[START Records supplied]

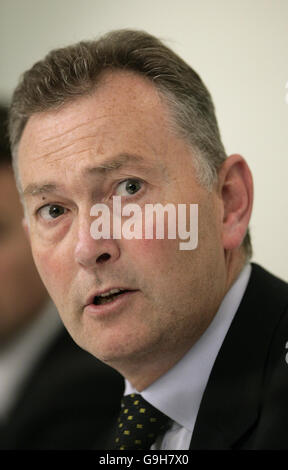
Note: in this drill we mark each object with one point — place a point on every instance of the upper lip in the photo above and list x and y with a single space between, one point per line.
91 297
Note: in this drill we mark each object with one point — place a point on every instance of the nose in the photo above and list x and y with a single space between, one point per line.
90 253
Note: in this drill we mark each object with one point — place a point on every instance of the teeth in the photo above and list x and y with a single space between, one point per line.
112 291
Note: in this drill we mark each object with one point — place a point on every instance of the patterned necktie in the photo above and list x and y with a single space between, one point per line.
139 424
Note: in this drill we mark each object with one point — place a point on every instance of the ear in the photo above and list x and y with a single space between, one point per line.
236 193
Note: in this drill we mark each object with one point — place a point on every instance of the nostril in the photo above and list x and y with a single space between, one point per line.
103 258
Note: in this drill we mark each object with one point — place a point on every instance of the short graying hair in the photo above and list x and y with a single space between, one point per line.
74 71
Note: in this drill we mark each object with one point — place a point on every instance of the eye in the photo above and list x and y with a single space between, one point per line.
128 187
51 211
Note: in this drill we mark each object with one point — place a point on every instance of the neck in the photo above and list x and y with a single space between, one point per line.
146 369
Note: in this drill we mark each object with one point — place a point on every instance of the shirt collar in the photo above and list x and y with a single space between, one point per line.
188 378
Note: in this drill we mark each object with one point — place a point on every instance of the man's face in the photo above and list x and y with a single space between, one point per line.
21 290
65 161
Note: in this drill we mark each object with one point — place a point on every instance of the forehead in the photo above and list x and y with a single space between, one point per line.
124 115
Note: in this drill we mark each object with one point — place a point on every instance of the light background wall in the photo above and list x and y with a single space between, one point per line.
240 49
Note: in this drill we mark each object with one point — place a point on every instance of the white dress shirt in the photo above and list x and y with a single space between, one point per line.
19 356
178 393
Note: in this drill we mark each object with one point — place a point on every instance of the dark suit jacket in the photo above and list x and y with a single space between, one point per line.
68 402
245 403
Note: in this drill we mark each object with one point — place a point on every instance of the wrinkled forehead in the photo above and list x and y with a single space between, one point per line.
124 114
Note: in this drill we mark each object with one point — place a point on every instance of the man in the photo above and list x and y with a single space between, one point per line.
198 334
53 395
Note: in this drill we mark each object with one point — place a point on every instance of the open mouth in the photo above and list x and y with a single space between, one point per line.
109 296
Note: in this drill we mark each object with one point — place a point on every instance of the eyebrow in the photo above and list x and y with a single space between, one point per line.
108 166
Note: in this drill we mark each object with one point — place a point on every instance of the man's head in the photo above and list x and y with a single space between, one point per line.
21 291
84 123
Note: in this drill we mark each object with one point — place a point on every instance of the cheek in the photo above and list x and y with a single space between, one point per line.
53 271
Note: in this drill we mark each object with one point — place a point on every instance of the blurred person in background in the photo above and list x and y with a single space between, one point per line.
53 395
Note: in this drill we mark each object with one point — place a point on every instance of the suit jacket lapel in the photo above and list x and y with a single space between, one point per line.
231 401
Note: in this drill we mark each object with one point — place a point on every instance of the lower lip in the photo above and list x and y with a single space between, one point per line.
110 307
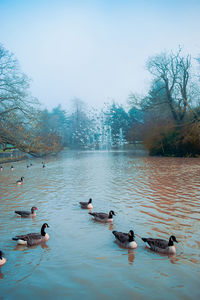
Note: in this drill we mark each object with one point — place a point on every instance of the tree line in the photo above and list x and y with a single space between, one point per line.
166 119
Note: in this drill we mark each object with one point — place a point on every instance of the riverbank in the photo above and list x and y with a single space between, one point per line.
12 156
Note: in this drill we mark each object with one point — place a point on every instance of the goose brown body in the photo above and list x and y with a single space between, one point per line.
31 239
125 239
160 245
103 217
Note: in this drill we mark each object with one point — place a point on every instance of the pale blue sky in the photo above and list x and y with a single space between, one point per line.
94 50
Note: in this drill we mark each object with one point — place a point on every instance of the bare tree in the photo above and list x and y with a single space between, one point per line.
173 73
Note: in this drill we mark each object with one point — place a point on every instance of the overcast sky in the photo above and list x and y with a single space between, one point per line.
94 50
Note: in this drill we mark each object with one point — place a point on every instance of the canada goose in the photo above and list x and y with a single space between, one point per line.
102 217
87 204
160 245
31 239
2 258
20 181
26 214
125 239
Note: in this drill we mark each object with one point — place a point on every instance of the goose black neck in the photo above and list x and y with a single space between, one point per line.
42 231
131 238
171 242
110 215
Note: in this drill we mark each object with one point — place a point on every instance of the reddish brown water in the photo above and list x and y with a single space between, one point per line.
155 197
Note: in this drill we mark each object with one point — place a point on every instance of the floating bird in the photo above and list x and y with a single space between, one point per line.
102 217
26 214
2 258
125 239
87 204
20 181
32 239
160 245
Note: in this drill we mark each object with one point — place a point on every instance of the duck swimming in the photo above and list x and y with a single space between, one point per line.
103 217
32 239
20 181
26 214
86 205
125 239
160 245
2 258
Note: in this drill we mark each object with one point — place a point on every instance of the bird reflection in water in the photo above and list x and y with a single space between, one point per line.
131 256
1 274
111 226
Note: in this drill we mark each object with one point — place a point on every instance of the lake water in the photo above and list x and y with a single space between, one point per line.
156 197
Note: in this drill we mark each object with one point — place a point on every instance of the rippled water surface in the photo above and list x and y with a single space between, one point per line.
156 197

[END Records supplied]

- Your objective
Transcribe every row above without any changes, and omit the pictures.

- Expected answer
Note: in this drill we mark each object with one point — place a point on every instance of the upper lip in the photo above and list x and y with a single space between, one point per line.
91 297
Note: in this drill we mark each object with one point — place a point on every instance of the nose in the photo above and list x and y with a single space between, one point per line.
90 253
Note: in this drill we mark each object with one point — place a point on every instance of the teeth in the photo above and list x and y with a single space between, one point per line.
112 291
Note: in this drill we mark each object with one point — place a point on every instance of the patterned necktie in the photo above and list x and y with a single space between, one point per line.
139 424
Note: in this drill we mark each object with one point — place a point on every instance of the ear in the photo above and list x and y with a single space between, one point per line.
236 193
Note: in this drill we mark each object with one point — place a point on every instance of the nostril in the photo above and list x and y with a single space between, one point per line.
103 258
Note: in this drill we mark each object with one point — place a point on every instance of the short graying hair in the photo above and list x and y with a single space between, one point per line.
74 71
Note: in this drill we mark each object with one point — place a point on every instance of the eye in the photo above and list x and y with a single space between, one point per line.
128 187
51 211
Note: in this drill we mark each object with one point — place a point on every instance of the neck in the photo above and list x and y with a single space between, one point per line.
146 369
Note: in this drill we mark each object with one point — place a point on every instance of the shirt collar in the photo above and list x and y with a single space between, one point per line.
188 378
Note: in this drill we mark each object with one point — place a point on every instance of the man's face in the photo above and list x and y with a single space between, one point per line.
21 290
65 161
Note: in this drill we mark each object with one point — place a point on every instance of the forehead in the photo above and list x and y with a single space between, one point per line.
124 115
Note: in this drill we mark each object with one point — place a point on every instance of the light background wall in the photo above and list x and y with a single space between, one point per line.
240 49
Note: in this drill we mark each object with one point — place a point on every instance of the white dress shirt in the photo above and list x and y with a single space between, one point per line.
19 356
178 393
Note: in this drill we mark each object with one point — place a point on every instance of the dark suit jacket in the photo above and list x and y with a single space between, one point per line.
68 402
245 403
Note: in this drill we mark each object with one point — place a point on every instance of the wrinkled forehead in the photo above and list x and y with a single space between, one point per line.
124 114
Note: in this drill we mark each object with one point — place a point on every instance of the man in the photo above and list x and y with a single space between, one point per line.
198 334
53 395
Note: in this drill we mark each object with one point — place a point on every instance of the open mouth in the photo above and list x and y with a single space between, one point per line.
109 296
Note: in this drill we mark each object with one point — place a point on every instance of the eyebrow in the photo above and list x and y with a single space between, one point per line.
108 166
Note: in this drill we mark each object with one point — place a point on every instance of the man's head in the photo above and list x and y with a single space between, one point per line.
21 291
84 123
Note: in this drill we mark each object with one point — place a point on every instance of the cheek in the photo above and list x and y with a single space between, one point per line.
53 271
Note: in this drill we mark each object with one point — place a point on every instance of the blurred person in background in the photo above and list x and y with a single space between, one point per line.
53 395
Note: in this drill we mark each object with one point — place a point on every instance of the suit jacket lapel in the photo above and list x and y with a single space between, one point per line.
231 401
Note: in this drill we mark each object with one point — place a point on every instance of the lower lip in the photo above and list x and y with a single space between, one point per line.
110 307
Note: in this drill we mark each object with one point — place a point on every instance of the tree line in the photo above and list x and y with a single space between, one point per line.
166 119
Note: in this drill we mark each object with one point — place a point on every instance of the riverbank in the photo above and list x and y with a single space between, one point per line.
12 156
Note: in this drill we mark each object with one point — place a point on every instance of the goose brown body in the photo above and list x and y with a single space between, one point per line.
31 239
125 239
160 245
103 217
Note: in this drill we mark each object with one point — place a point on every instance of the pale blue sky in the photo above and list x and y with a single space between, one point per line.
94 50
Note: in this drill we mark each object with one point — place a point on every instance of the bare tree in the photo above and list x and y with a single space between, one point per line.
173 73
Note: in this drill we mark each object with one point — place a point on every instance of the overcast sky in the photo above and list x and y with a single space between, one point per line.
94 50
Note: in this drill we mark each object with one point — place a point on every instance of the canada goose in the photo above and list x and y with a single space between, one point per line.
102 217
87 204
160 245
31 239
2 258
20 181
26 214
125 239
Note: in this drill we mark each object with one point — place a point on every instance of the goose black neck in the photo above and list x and y with a single space between, one point per line.
42 231
131 238
171 242
110 215
Note: in this drill we mark each object with one point — place a point on every instance of the reddish brown water in the photo above and list x and y with a single space between, one point per line.
155 197
Note: in this drill we mark each object with one point — place a point on every instance of the floating bird in the photo above and list x and y with a single space between, one point per line.
102 217
26 214
2 258
125 239
87 204
20 181
32 239
160 245
Note: in this drill we mark each object with one point — place a point on every instance of the duck swimming in the photo above and list x and y with a single space between, one point per line.
103 217
32 239
20 181
26 214
86 205
125 239
160 245
2 258
Note: in this drill we mark each object with one point — place a point on every instance of the bird reflection in water in the photo above and list x and y with a single space between, one point per line.
131 256
1 274
111 226
Note: in this drill we mark each object with one point — place a point on every instance of the lake water in the photo above and list x and y with a single space between, one point per line.
156 197
Note: in this drill we mark each object with one point — place a point on every instance of the rippled water surface in the photo above and list x and y with a single space between, one point per line.
156 197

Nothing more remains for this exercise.